**TASK DETAILS**
Within the records, which lines hold the string "target"? Report each one by copying it.

Collected data entries
[Start of section]

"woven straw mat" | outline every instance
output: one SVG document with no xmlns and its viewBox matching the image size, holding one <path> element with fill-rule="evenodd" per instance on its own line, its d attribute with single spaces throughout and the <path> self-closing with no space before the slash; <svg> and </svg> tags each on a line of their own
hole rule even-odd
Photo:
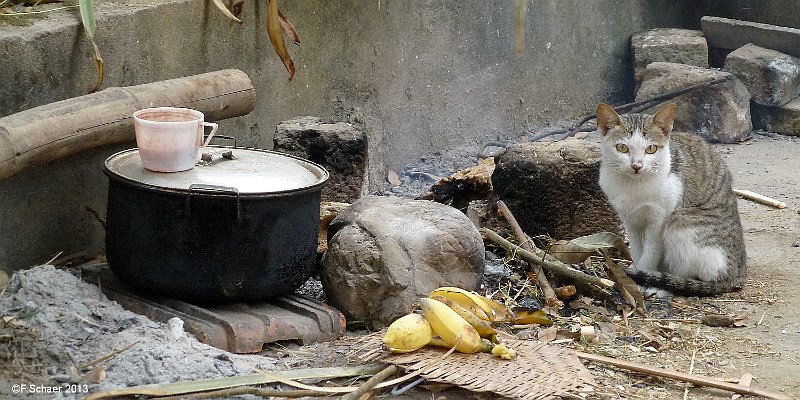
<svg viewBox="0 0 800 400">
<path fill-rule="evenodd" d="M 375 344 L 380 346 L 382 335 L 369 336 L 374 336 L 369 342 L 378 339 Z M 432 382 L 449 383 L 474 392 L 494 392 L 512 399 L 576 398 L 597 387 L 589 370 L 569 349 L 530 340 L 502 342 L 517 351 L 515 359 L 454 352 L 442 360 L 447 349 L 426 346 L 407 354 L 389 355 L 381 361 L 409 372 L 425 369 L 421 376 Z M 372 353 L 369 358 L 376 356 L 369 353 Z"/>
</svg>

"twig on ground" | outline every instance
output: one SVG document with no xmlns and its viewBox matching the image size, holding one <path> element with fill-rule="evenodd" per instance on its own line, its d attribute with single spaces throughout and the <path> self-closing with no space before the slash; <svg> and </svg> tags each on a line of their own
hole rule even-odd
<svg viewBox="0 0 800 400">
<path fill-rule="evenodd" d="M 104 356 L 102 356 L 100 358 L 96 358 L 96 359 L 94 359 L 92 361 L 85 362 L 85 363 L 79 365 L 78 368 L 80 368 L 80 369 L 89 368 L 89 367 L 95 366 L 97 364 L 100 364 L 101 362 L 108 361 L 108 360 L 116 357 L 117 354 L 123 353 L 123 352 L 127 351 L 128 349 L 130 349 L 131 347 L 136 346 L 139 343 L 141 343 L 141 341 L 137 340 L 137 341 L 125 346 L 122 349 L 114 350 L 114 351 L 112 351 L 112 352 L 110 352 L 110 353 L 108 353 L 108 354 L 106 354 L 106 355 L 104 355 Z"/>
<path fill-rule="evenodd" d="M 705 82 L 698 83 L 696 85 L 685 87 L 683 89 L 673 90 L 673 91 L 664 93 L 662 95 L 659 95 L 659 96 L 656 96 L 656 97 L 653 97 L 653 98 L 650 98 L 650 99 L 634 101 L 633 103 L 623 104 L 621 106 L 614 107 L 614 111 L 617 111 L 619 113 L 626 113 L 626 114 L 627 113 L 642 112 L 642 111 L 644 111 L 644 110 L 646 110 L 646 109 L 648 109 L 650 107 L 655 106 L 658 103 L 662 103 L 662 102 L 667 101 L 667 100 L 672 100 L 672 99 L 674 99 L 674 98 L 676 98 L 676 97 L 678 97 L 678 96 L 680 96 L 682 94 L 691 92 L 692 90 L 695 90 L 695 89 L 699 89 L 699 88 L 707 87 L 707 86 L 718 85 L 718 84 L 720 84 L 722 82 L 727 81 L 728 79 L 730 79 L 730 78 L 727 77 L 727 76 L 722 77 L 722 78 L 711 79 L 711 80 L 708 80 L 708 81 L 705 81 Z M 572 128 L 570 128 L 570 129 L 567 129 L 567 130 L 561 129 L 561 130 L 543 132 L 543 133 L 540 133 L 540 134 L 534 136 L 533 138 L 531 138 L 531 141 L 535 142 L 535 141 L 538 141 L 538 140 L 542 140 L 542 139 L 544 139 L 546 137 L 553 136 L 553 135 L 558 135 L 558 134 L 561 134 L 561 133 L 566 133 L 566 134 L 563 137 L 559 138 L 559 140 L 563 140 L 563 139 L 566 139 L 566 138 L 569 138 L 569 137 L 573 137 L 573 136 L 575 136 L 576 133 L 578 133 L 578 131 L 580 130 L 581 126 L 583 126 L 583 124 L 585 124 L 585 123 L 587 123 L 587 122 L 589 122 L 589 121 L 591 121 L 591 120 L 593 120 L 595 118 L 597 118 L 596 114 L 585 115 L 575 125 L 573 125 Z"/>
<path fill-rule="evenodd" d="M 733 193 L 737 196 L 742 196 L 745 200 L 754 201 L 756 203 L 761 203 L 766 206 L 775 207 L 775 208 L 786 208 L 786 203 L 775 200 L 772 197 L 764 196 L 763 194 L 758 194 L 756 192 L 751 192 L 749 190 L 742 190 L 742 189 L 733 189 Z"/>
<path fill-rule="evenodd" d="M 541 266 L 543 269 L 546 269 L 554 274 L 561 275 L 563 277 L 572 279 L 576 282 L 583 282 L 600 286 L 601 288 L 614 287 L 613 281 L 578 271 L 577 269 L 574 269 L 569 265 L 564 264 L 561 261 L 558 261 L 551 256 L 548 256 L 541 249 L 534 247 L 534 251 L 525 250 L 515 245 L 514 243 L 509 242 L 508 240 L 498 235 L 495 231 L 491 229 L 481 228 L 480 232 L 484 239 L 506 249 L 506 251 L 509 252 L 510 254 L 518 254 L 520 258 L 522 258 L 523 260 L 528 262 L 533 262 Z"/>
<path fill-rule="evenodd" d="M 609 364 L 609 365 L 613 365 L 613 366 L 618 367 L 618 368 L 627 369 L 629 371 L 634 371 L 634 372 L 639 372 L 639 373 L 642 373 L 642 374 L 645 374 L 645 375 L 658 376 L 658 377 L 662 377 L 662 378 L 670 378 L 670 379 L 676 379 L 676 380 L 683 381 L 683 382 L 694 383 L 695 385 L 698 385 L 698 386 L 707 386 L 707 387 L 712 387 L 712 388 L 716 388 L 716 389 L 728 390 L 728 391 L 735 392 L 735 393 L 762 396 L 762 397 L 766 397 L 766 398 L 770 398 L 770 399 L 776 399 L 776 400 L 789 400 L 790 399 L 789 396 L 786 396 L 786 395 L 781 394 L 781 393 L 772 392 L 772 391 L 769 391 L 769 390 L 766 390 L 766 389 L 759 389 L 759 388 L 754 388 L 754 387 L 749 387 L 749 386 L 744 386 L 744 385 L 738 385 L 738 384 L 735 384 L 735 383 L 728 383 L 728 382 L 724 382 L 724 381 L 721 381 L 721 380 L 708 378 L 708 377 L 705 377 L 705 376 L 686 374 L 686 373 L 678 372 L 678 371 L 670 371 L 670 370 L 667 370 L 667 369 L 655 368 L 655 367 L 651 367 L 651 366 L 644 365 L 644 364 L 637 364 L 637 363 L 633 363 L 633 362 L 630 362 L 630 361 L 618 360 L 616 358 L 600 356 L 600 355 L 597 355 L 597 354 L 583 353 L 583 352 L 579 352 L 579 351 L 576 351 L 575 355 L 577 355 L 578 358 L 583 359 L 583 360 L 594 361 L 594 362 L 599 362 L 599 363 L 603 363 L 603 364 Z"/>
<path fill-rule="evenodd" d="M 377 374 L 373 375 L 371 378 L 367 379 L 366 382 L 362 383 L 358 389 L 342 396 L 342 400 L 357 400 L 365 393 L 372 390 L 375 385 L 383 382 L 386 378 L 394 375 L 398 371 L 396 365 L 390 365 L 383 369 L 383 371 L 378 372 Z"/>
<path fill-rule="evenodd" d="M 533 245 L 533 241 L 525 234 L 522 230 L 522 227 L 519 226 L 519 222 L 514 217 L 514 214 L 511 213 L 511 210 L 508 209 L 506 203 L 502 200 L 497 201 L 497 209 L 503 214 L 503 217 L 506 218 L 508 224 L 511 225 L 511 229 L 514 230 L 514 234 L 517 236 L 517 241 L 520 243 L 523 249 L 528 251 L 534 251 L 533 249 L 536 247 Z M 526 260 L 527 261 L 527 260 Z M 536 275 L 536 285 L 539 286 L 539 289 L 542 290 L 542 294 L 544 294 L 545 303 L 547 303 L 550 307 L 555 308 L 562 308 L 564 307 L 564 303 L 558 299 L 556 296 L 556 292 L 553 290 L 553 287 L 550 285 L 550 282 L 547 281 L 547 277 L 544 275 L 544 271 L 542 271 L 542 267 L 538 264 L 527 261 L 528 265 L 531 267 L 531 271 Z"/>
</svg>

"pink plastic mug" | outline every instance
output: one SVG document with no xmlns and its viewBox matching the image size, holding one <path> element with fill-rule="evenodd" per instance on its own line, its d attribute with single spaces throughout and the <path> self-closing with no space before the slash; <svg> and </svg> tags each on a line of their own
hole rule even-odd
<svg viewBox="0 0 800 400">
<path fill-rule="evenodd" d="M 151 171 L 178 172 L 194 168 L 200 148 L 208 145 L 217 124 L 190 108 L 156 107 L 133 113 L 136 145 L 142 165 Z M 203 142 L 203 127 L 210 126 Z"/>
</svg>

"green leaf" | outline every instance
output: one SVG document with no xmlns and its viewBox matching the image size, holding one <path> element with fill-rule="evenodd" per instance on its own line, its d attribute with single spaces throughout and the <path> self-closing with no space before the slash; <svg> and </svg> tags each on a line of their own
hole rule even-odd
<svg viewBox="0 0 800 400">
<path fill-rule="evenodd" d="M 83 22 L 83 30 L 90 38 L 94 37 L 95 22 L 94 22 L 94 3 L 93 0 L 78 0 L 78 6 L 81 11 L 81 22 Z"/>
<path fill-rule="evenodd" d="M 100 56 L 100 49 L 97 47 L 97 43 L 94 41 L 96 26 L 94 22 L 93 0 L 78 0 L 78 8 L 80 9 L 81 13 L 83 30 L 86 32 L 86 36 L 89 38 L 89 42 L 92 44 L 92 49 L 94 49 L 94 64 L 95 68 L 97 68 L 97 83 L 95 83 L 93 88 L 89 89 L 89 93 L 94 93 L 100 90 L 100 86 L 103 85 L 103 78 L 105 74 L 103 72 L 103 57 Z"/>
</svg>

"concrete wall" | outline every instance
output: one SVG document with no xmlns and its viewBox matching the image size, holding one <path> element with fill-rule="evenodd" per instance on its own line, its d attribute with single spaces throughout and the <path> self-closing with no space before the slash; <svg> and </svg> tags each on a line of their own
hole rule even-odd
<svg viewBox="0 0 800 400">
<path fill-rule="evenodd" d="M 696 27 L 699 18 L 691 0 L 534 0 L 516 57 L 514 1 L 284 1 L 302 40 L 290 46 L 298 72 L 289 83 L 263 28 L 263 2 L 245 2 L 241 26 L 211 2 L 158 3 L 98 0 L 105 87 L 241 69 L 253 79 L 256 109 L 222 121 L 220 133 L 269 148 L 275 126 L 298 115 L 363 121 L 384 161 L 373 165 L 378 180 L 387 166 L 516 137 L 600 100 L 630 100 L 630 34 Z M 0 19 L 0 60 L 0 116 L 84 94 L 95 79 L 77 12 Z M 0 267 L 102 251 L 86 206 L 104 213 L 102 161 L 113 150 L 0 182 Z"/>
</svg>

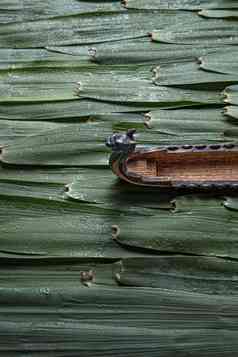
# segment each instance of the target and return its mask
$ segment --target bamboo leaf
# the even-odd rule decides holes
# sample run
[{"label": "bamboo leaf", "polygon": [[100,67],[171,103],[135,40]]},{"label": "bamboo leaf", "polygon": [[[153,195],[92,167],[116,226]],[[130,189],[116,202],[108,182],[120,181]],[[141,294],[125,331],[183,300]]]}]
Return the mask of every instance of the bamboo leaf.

[End of section]

**ANSWER TO THIS PROBLEM**
# segment each instance of the target and return its mask
$ segment --target bamboo leaf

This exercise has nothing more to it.